◆ Kaynak:
● ● ● ● ●
Kaldı ki cumhuriyet savcısının tutuklama
talebinden anlaşıldığı üzere hakkımda yaklaşık 2 ay boyunca dinleme yapılmasına
rağmen sadece 2 görüşmenin şüpheli olduğu söylenmiştir ki bunların da
içeriklerinde aslında iddialara dayanak hiçbir şey barındırmadıkları, tamamen
insani mülahazalarla yapılan olağan görüşmeler oldukları gayet açıktır.
Oysa dinlenildiğinden haberdar dahi olmayan
bir kimsenin, 2 ay boyunca yaptığı yüzlerce görüşme içinde, örgüt üyeliği
iddiasına dayanak yapılabilecek hiçbir konuşmanın bulunmaması, o kişinin örgüt
üyesi olmadığının açık bir delilidir. Sayın Savcılık, bir telefon görüşmesinden
zorlama yorumlarla cımbızla bir sözcük çekeceğine, Tape’lerin tamamına
baksaydı, asla bir örgüt üyeliğinden söz edilemeyeceğini kolayca anlayabilirdi.
Zira 2 ay boyunca hakkımda telefon dinelmesi yapılmasına rağmen sadece 2
tapenin şüpheli görünmesi ve bunların da aslında iddialara dayanak olmaktan
uzak olması dahi aslında asla bir terör örgütü üyesi olarak suçlanamayacağımı
açıkça göstermektedir.
AKRABA GÖRÜŞMESİ NASIL
ÖRGÜTSEL BAĞ SAYILIYOR.?
Bir insanın avukatı
veya öz yeğeni ile görüşmesi nasıl örgütsel bağ olarak yorumlanarak tutuklamaya
gerekçe kabul edilir.?
● ● ● ● ●
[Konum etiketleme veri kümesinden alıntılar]
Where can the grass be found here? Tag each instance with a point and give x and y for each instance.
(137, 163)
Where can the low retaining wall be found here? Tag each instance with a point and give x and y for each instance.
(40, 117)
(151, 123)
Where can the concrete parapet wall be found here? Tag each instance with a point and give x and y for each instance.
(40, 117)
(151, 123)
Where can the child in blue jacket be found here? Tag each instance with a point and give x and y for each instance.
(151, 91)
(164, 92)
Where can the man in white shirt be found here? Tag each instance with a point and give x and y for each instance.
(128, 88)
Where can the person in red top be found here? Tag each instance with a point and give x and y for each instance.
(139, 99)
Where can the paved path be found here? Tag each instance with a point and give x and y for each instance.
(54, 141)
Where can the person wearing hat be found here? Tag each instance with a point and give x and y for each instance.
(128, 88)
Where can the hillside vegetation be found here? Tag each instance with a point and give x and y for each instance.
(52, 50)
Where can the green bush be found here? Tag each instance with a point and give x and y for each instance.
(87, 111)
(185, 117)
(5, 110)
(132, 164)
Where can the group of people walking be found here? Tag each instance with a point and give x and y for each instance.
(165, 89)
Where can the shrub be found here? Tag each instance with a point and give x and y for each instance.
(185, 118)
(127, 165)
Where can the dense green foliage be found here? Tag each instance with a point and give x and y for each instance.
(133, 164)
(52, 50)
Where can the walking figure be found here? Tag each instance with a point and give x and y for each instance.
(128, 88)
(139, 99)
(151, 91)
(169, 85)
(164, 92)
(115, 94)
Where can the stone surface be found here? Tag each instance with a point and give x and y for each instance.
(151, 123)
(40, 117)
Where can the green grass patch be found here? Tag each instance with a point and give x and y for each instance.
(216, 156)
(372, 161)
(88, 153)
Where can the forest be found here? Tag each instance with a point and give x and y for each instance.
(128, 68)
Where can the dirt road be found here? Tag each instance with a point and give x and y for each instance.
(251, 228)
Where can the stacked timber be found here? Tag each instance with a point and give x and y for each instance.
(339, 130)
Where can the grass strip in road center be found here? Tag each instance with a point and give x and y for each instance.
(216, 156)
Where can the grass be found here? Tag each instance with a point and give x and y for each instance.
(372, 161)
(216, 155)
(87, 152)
● ● ● ● ●
◆ İstenenler:
1. Kaynağın "Zira 2 ay boyunca" sözlerini içeren yerden başlayan ve "gerekçe kabul edilir.?" sözlerinden sonra biten bölümünü yeniden yazın. Bu bölümde "yeğeni" yerine "kuzeni" koyun.
2. Kaynağa göre aşağıdaki soruları cevaplayın.
(a) Cumhuriyet savcısının tutuklama talebine göre dinleme yaklaşık ne kadar sürmüştür?
(b) Savcılık bir sözcüğü cımbızla çekmek yerine neyin tamamına bakmalıydı?
(c) Kimlerle görüşmenin örgütsel bağ olarak yorumlandığı sorulmaktadır?

◆ Alıştırma cevapları:
1.
Zira 2 ay boyunca hakkımda telefon dinelmesi yapılmasına rağmen sadece 2
tapenin şüpheli görünmesi ve bunların da aslında iddialara dayanak olmaktan
uzak olması dahi aslında asla bir terör örgütü üyesi olarak suçlanamayacağımı
açıkça göstermektedir.
AKRABA GÖRÜŞMESİ NASIL
ÖRGÜTSEL BAĞ SAYILIYOR.?
Bir insanın avukatı
veya öz kuzeni ile görüşmesi nasıl örgütsel bağ olarak yorumlanarak tutuklamaya
gerekçe kabul edilir.?

2.
(a) Yaklaşık 2 ay.
(b) Tape'lerin tamamına.
(c) Avukatı veya öz yeğeni ile.